start Document section

Congressman Blake Moore Leads Bipartisan, Bicameral FIRESHEDS Act to Improve Wildfire Prevention Efforts
WASHINGTON – Today, Congressman Blake Moore was joined by Congressman Henry Cuellar (D-TX) and Senator Jim Risch (R-ID) in introducing the Forest Improvements through Research and Emergency Stewardship for Healthy Ecosystem Development and Sustainability (FIRESHEDS) Act, which would allow for the establishment of fireshed management areas. These areas, created in close partnership with state governors, would allow the Secretary of the Interior to designate one or more landscape-scale fireshed areas within a state to conduct fireshed management projects and use advanced technologies and wildfire hazard models to reduce threats to public health, critical infrastructure, wildlife habitats, and watersheds.
“Over a billion acres of land in the U.S. are at risk for wildfires, and this is a major problem in Utah and across the West as we experience a historic drought season,” said Congressman Blake Moore. “This rapid uptick in wildfires is due to forests being overstocked with fuel, fire exclusion policies, drought, and more. The FIRESHEDS Act would address these challenges by giving our land managers the tools they need to better prevent, mitigate, and respond to wildfires. I am proud to lead on this effort at a critical time as our nation quickly responds to a major surge in wildfires.”
“Just this month, wildfires in the west and Canada burned across 13 states—covering 2,500 miles of skies with thick smoke,” said Congressman Henry Cuellar (D-TX). “My home state of Texas is decorated with over 60 million acres of forestland—but punished with over 10,000 wildfires a year. We can't afford to trivialize these relentless fires and their widespread, devastating effects. The provisions in the FIRESHEDS Act will reform our forest management practices by utilizing environmental analysis, research, and other necessary instruments for effective forest resiliency. I'm committed to protecting the landscapes, resources, and natural beauty of our country. This bill will do just that—curtailing catastrophic wildfires, restoring our wildlife habitat, and protecting public safety. I want to thank Congressman Moore for his leadership on this effort.”
“The time has long passed to slowly chip away at our forest health issues and hope the problem will improve by next year,” said Senator Jim Risch (R-ID). “Idaho is 40 percent forestland, the vast majority of which is managed by government entities, and decades of insufficient forest management have left millions of these acres vulnerable to the kinds of catastrophic fires that have increasingly become the norm in the West. The FIRESHEDS Act will provide increased latitude for governors and federal land management agencies to work together to responsibly manage landscapes to improve forest health and reduce the risk of uncontrollable and destructive wildfire.”

end Document section
start Given entries

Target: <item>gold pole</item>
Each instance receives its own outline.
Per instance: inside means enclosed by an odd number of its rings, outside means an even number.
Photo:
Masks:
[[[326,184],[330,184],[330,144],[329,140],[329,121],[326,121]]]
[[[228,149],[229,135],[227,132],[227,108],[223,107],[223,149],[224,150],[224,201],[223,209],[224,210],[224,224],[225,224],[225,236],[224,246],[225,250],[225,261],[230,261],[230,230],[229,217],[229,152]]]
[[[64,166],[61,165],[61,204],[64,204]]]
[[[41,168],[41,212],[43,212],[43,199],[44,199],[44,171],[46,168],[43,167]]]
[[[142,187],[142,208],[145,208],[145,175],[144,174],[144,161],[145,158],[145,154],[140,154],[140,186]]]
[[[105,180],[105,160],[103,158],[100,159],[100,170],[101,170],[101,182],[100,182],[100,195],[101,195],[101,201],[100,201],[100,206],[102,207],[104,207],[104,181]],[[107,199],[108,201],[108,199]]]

end Given entries

What to do —
[A] In the FIRESHEDS Act announcement, switch "Secretary of the Interior" to "Secretary of Agriculture" and write out the passage from "Congressman Blake Moore Leads" to "habitats, and watersheds.".
[B] Decide whether each statement agrees with the FIRESHEDS Act announcement. Answer yes or no and quote the words that decide it: (i) Idaho is 40 percent forestland. (ii) Texas has over 100 million acres of forestland. (iii) Over a billion acres of land in the U.S. are at risk for wildfires.
Rely solely on the FIRESHEDS Act announcement.

Answers in order —
[A]
Congressman Blake Moore Leads Bipartisan, Bicameral FIRESHEDS Act to Improve Wildfire Prevention Efforts
WASHINGTON – Today, Congressman Blake Moore was joined by Congressman Henry Cuellar (D-TX) and Senator Jim Risch (R-ID) in introducing the Forest Improvements through Research and Emergency Stewardship for Healthy Ecosystem Development and Sustainability (FIRESHEDS) Act, which would allow for the establishment of fireshed management areas. These areas, created in close partnership with state governors, would allow the Secretary of Agriculture to designate one or more landscape-scale fireshed areas within a state to conduct fireshed management projects and use advanced technologies and wildfire hazard models to reduce threats to public health, critical infrastructure, wildlife habitats, and watersheds.

[B]
(i) Yes: "Idaho is 40 percent forestland"
(ii) No: "over 60 million acres of forestland"
(iii) Yes: "Over a billion acres of land in the U.S. are at risk for wildfires"